-- Start DATASET RECORDS --

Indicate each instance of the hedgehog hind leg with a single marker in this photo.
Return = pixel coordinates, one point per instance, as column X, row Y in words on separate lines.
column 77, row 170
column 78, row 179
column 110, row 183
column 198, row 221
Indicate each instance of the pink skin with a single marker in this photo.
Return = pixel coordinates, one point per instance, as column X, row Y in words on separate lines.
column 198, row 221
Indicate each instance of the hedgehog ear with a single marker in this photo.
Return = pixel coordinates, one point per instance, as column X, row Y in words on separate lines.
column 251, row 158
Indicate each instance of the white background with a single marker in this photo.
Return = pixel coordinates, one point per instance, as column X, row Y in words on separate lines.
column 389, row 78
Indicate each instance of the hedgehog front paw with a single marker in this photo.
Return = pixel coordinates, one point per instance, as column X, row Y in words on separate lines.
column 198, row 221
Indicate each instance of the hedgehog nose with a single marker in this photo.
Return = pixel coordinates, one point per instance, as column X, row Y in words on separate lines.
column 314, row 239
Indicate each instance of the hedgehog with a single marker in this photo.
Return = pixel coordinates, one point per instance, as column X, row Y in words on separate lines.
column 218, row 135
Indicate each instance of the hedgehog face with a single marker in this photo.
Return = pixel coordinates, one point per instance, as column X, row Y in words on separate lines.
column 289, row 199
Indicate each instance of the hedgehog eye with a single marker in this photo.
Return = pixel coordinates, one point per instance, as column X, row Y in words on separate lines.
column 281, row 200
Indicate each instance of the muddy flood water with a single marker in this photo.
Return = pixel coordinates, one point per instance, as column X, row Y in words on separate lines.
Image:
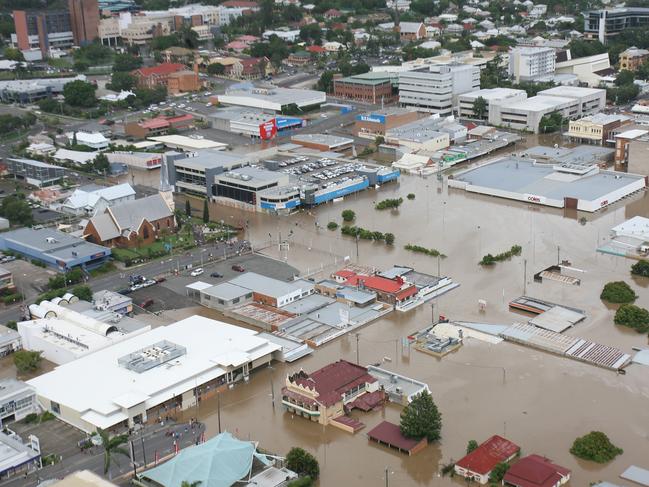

-- End DATASET RECORDS --

**GIVEN REQUEST:** Reproduce all of the rows above word for word, omitting the image.

**EXERCISE ANSWER:**
Indicate each instance of the hedgehog hind leg with a single marker in this photo.
Return = pixel coordinates, one point per instance, as column X, row Y in words on separate lines.
column 77, row 170
column 78, row 179
column 110, row 183
column 198, row 221
Indicate each instance of the pink skin with a single marker in this photo.
Return = pixel coordinates, one point per instance, as column X, row Y in words on separate lines.
column 198, row 221
Indicate each instance of the hedgehog ear with a single marker in this photo.
Return = pixel coordinates, one point per instance, as column X, row Y in words on separate lines.
column 251, row 158
Indicate each instance of the white background with a single marker in this photo.
Return = pixel coordinates, one point per instance, as column X, row Y in words on separate lines.
column 389, row 78
Indicate each instance of the hedgehog front paw with a single marker in this photo.
Return = pixel coordinates, one point per instance, as column X, row Y in words on separate lines.
column 198, row 221
Indicate each instance of the hedgehog nose with a single marker in this photo.
Return = pixel coordinates, one point per instance, as column X, row Y in words on separate lines.
column 314, row 239
Indicate each instance of the hedgehog with a single marker in this photo.
Return = pixel coordinates, one point per instance, as column X, row Y in words on separate lines.
column 218, row 135
Indicate each instance of the hedgehog face with a single marker in this photo.
Return = pixel coordinates, one point per instance, as column X, row Y in words on separate lines.
column 289, row 199
Indicate each instance of the hedgehog eye with a single marker in this photo.
Return = pixel coordinates, one point per instance, as column X, row Y in words on separate lines.
column 281, row 200
Indicate each instance of the muddy flood water with a single marker in this photo.
Return = pixel coordinates, one point per instance, as column X, row Y in words on separate lines.
Image:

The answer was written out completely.